**TEXTO PROPORCIONADO**
Somos parte

Viví por veinte años en Luis Beltrán. Era típico ver a don Carlos, de las bicicletas Beltrán en su cleta de paseo antigua, todavía con patente, siempre contra el tránsito. Los sábados por la mañana, se escuchaba la banda de la Escuela de Carabineros, siempre a la misma hora. Los 19 de septiembre éramos varios los que nos apostábamos en la reja para ver de lejos a los estudiantes desfilar para sus familias. Ese era mi barrio. Ir a comprar pan me podía demorar un buen rato, porque me paseaba saludando a todo el mundo. Es que yo igual soy conversadora y me encantaba copuchar en la reja con alguna vecina que preguntaba por mi mamá y mi abuela. 

Era una casa especial. Era una casa por el frente y detrás tenía una fábrica de chocolates “Como Willy Wonka”, me decían todos. “Sí” respondía algo hastiada de la talla repetida. Una vez tomé un taxi y cuando me dejó frente a la puerta de mi casa, me comentó con total seguridad “este es un centro de eventos. Me ha tocado traer a gringos y personas de todo tipo aquí”, mientras le pasaba la plata para pagar la carrera. “No señor, esta es mi casa, pero sí puedo asegurarle que mi familia está un poco loca, que más de alguna vez hemos alojado jóvenes que han venido por los torneos de verano de vóley en el Provi, estudiantes de intercambio, tíos, familiares y más… Pero era mi casa. 

Cuando mi mamá nos mandaba a mi hermana a hacer trámites al centro, nos pasaba dos lucas para volver del Metro Salvador a la casa. A mi me gustaba, esa esquina por que a veces en la vereda, estaba Gonzálo Cáceres con su amiga que vendía moños y cosas en la esquina. 

Yo estudié en el Colegio Mariano. Antes estaba en Vicuña Mackenna, en una casona blanca que después fue de la Universidad Pedro de Valdivia. Fue justo el año que mi mamá entró al kínder que se trasladaron a Holanda. Ahí mi Tata Leonardo ayudó con la construcción del gimnasio y el muro que está por Diego de Almagro. Después remodelaron todo, pero me gusta volver al depa, pasar por ahí y ver ese muro. El día de su funeral, la Parroquia San Crescente estaba repleta de gente que se fue a despedir. Cuando entramos a la iglesia, con mi hermano saludamos a todos los presentes. Al fondo estaba mi mamá “Oye, ¿quiénes son esos tíos que están afuera en la reja?” preguntó mi hermana mayor. “Los de la funeraria”. A mi casa llegaron más de setenta personas después del entierro. El día del velorio, tuve que trabajar. Yo garzoneaba en un restaurante italiano en Avenida Italia 1152. Lo atendía un tipo que se creía italiano, pero que se apellidaba Céspedes. Se enojó cuando le pedí faltar. Al llegar a las cuatro de la tarde, cansada y triste, toqué el timbre. Me fue a recibir un señor. “Pasa” me dijo con cara acorde a la circunstancia. Abrió el portón de madera y esperó a que entrara con ese medio abrazo que deja el recibir en un portal. Me hizo pasar al comedor de mi casa y me abrió una silla de mi comedor. Se metió en mi cocina y revolvió buscando platos. Al poco se asomó y me preguntó si quería comer algo. Sin entender nada, le dije que sí, que no había almorzado. Lo vi revisar los muebles de la cocina y sacar algo del refri. Me sirvió almuerzo, un vaso de bebida y me preguntó si venía del velorio. “Yo vivo aquí” respondí escuetamente. Años después, sigo sin tener idea quién era ese señor. Ese fin de semana fue una locura. Ese muro es un pedacito que queda de mi Tata Tato en la ciudad.

**TAREA 1**
Según el texto proporcionado, ¿por qué ir a comprar pan podía tomar un buen rato? Responde en una o dos oraciones.
**TAREA 2**
Resume en forma de lista el párrafo del texto proporcionado que comienza con "Era una casa especial". Conserva sus datos principales.
**TAREA 3**
Responde con datos del texto proporcionado:
(a) ¿Cuántos años vivió en Luis Beltrán quien narra?
(b) ¿En qué colegio estudió?
(c) ¿En qué dirección estaba el restaurante italiano donde garzoneaba?

**DATOS PROPORCIONADOS**

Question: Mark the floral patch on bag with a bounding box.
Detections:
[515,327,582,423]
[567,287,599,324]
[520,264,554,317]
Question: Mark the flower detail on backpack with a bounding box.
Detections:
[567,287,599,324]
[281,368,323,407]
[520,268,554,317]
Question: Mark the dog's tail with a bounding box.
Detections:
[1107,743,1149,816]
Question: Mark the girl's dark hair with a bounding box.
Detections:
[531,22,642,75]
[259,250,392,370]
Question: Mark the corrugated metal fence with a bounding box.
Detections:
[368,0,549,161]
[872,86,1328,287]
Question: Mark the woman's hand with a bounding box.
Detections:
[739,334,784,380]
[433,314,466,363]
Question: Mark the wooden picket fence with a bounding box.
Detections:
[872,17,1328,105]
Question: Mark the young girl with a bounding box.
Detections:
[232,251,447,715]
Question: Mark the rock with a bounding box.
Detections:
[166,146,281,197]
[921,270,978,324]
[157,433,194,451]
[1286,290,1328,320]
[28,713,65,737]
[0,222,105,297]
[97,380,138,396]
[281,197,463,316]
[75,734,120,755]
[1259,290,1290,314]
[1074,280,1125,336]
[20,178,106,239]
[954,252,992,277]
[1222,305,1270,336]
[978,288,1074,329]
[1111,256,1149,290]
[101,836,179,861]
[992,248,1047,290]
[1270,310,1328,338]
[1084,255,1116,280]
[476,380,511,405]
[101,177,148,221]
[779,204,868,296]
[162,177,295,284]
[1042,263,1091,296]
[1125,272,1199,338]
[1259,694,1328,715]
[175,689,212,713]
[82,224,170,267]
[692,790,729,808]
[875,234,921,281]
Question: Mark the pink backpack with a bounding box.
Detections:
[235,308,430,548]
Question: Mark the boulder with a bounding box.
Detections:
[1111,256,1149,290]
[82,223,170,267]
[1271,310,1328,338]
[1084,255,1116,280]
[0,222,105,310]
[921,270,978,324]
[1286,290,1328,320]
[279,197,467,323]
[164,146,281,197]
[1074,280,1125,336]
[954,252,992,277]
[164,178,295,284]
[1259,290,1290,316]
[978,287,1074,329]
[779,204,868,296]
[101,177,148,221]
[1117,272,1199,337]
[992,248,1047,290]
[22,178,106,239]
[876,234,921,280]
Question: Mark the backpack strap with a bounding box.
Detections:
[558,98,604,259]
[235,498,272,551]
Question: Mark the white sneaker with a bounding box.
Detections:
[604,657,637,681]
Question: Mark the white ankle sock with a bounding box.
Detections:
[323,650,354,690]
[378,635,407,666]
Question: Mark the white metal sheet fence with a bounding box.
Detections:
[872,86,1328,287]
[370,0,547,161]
* * *
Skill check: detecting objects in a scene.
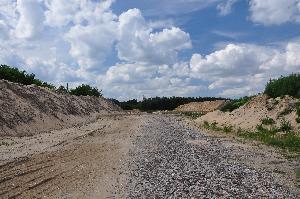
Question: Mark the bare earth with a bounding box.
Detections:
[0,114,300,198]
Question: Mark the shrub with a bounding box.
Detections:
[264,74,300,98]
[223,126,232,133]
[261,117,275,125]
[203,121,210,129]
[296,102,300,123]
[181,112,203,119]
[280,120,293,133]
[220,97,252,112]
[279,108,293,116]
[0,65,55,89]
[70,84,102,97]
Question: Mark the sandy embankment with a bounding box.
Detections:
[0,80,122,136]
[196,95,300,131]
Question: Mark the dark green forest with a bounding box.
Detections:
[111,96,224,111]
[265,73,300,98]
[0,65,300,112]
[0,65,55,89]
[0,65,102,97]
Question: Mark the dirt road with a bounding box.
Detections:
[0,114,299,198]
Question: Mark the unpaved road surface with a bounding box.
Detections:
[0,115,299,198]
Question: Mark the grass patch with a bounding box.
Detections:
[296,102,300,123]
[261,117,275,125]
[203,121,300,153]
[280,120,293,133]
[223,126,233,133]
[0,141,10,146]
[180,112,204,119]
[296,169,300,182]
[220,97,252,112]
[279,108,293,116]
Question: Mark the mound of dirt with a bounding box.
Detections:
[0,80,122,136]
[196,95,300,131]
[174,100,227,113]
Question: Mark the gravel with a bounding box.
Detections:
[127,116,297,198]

**SOLUCIÓN 1**
Porque en el camino se paseaba saludando a todo el mundo. Además era conversadora y le encantaba copuchar en la reja con alguna vecina que preguntaba por su mamá y su abuela.

**SOLUCIÓN 2**
- Por el frente era una casa y detrás tenía una fábrica de chocolates.
- Todos la comparaban con la de Willy Wonka, una broma que ya la tenía hastiada.
- Un taxista aseguró que era un centro de eventos al que había llevado a gringos y a personas de todo tipo.
- La respuesta fue que era su casa y que su familia estaba un poco loca.
- Allí habían alojado a jóvenes que venían por los torneos de verano de vóley en el Provi, a estudiantes de intercambio, a tíos y a otros familiares.

**SOLUCIÓN 3**
(a) Veinte años.
(b) En el Colegio Mariano.
(c) En Avenida Italia 1152.